Opposition growing to Limerick student halls plan

An architect's impression of the proposed development on the site of the old Hassett's pub - Image courtesy Healy Partners Architects

DEVELOPERS will still bid to build a six-storey student complex on the northside, despite its existing planning application rejected for being incomplete.

As revealed by the Limerick Leader this week Shelbourne Medical Properties is seeking to invest millions of euro to knock the old Hassett’s Pub at Hassett’s Cross and replace it with a towering apartment complex.

The proposals provide for 31 student units and would contain 143 bed spaces in total, with a medical centre beside the site.

However, there has been a backlash locally against the scheme, with one resident describing what is planned as a “monstrosity,” and two local councillors urging the developer to call a public meeting.

It has emerged this Wednesday that the developer will have to submit a fresh planning application after its initial one was deemed by the local authority to be incomplete.

While a representative for Shelbourne Medical Properties did not comment, sources close to the scheme have indicated this will happen.

It comes with opposition growing in neighbouring communities, with a series of meetings planned over the next fortnight on how to response to the blueprint.

Ger McNamara, who lives in the shadow of where the development is planned, said: “It’s a six-storey monstrosity which will be looking in over our wall. We will lose complete privacy because of that. It’s obviously going to impact our lives dreadfully.”

He said that the proposal is at least three-storeys higher than other buildings in the area.

“It’s excessive in scale, that's our honest opinion on it,” Mr McNamara added.

For their part, the developer, in a statement issued through Rooney’s Auctioneers last week, highlighted the fact the scheme will lead to the clean-up of a derelict eyesore close to Thomond Park, the fact student halls will free up rental space currently used by those attending the Limerick Institute of Technology, and the jobs spin-off which will be provided.

* **Dataset extract**:
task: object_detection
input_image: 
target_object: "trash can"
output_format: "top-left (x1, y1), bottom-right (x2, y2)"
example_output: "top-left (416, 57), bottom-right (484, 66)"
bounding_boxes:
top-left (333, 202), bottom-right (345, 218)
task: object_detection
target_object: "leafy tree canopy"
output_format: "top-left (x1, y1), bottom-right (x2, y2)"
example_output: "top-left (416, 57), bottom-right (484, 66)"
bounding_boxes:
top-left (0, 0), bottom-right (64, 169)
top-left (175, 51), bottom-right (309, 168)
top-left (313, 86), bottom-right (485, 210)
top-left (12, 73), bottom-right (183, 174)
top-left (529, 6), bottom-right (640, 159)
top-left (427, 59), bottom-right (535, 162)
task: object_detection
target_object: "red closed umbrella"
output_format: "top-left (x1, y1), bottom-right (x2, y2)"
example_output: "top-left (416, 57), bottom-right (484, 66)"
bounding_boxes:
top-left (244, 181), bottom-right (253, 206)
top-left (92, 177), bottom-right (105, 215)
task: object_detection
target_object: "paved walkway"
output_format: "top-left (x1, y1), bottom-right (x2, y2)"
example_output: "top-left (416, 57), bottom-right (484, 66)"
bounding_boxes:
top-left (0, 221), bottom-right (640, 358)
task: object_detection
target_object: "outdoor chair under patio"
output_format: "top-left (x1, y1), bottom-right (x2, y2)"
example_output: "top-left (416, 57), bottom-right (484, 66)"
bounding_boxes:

* **Exercises**:
1) Translate this sentence from the student halls article into Spanish: "The proposals provide for 31 student units and would contain 143 bed spaces in total, with a medical centre beside the site."
2) List every organization named in the student halls article, leaving out the pub itself.

* **Task results**:
1) Las propuestas prevén 31 unidades para estudiantes y contendrían 143 plazas de cama en total, con un centro médico junto al emplazamiento.

2)
- Healy Partners Architects
- Limerick Leader
- Shelbourne Medical Properties
- Rooney's Auctioneers
- Limerick Institute of Technology